Stated problem 1:
Switch "umbrellas" to "parasols" in the post, then write out the stretch from "An elderly neighbour" through "suo consiglio Daniel." with that change.

Buondì.
Hopefully it’s about to rain in Bologna this Friday morning, which will supposedly bring lower temperatures for most of the rest of the day. It’s getting windy and the sky has turned grey, both excellent signs that something good is about to happen!
So I’m writing this while sitting in an armchair facing the front door, which is wide open, as are the kitchen windows, also the bedroom patio door, and the garage. The house will fill with mosquitoes (‘zanzare’, but I’ve sprayed myself, preventatively), the idea being to let the cooler air from the expected storm infuse the whole house, which is made of brick, wooden beams and those red ceramic roof tiles, and so has heated up like an oven over the last month or so.
There!
An elderly neighbour has just walked past my open front door, arm in arm with her ‘badante’, both carrying umbrellas. The rain must be beginning. “Che bello, che bello!” she’s saying.
Anyway back to the clubhouse, my home from home, where it never gets too humid. One morning job there is to review any comments which members have posted overnight.
Mark, in the Mini-Book Club for ‘I promessi sposi’, wrote to let us know that he’d FINISHED the eight-hundred page monster that is our summer reading project:
L’ho finito. Ho voluto trovare i destini dei personaggi dopo leggendo i primi trecento pagine. Grazie mille per il suo consiglio Daniel.
Super well-done to him! I’m only about an eighth of a way through, by comparison, having stalled a couple of weeks back when I was busy with the Summer Sale.
And in amongst all the spam, I found this, in reply to Wednesday’s article, from Lynne F:
I am really enjoying this history series. The very clear sound tracks are helping my listening and comprehension together with pronunciation. Then listening and reading together is improving my comprehension further. The links help to provide more detailed information for those who are interested. We have chatted before about wanting to know what happens next – well the last couple of sentences at the end of each episode certainly make me want to read on. I hope the French lesson went ok.

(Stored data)
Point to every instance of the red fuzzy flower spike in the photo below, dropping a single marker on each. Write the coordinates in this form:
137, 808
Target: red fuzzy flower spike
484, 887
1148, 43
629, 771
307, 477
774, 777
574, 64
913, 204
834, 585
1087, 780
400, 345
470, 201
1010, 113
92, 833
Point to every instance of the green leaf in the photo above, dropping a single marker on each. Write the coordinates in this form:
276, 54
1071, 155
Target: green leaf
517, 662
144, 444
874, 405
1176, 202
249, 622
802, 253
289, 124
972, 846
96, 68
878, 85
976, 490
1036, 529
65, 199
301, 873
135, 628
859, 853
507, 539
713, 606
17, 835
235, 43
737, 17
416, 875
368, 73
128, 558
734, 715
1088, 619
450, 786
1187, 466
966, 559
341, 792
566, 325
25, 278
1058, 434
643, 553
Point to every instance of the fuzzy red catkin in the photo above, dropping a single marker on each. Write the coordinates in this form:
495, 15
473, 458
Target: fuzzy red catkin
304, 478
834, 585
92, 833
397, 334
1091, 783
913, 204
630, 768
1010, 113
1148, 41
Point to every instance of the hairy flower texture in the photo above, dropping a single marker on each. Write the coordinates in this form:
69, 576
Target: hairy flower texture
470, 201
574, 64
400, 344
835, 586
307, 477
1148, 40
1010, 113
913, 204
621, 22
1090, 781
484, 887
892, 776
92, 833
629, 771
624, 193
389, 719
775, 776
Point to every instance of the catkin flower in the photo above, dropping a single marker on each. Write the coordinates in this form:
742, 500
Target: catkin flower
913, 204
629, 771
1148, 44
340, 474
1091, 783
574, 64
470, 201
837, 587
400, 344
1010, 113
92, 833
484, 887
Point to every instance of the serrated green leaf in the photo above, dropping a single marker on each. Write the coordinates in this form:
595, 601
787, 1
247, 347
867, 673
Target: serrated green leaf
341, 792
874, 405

Stated problem 2:
Render the stretch of the listing from the line containing "Point to every instance of the serrated" through the end of the listing as a Markdown table, with a Row column numbering each line and a Listing line column holding the line itself. Leave out blank lines.

Problem solution 1:
An elderly neighbour has just walked past my open front door, arm in arm with her ‘badante’, both carrying parasols. The rain must be beginning. “Che bello, che bello!” she’s saying.
Anyway back to the clubhouse, my home from home, where it never gets too humid. One morning job there is to review any comments which members have posted overnight.
Mark, in the Mini-Book Club for ‘I promessi sposi’, wrote to let us know that he’d FINISHED the eight-hundred page monster that is our summer reading project:
L’ho finito. Ho voluto trovare i destini dei personaggi dopo leggendo i primi trecento pagine. Grazie mille per il suo consiglio Daniel.

Problem solution 2:
| Row | Listing line |
|---|---|
| 1 | Point to every instance of the serrated green leaf in the photo above, dropping a single marker on each. Write the coordinates in this form: |
| 2 | 595, 601 |
| 3 | 787, 1 |
| 4 | 247, 347 |
| 5 | 867, 673 |
| 6 | Target: serrated green leaf |
| 7 | 341, 792 |
| 8 | 874, 405 |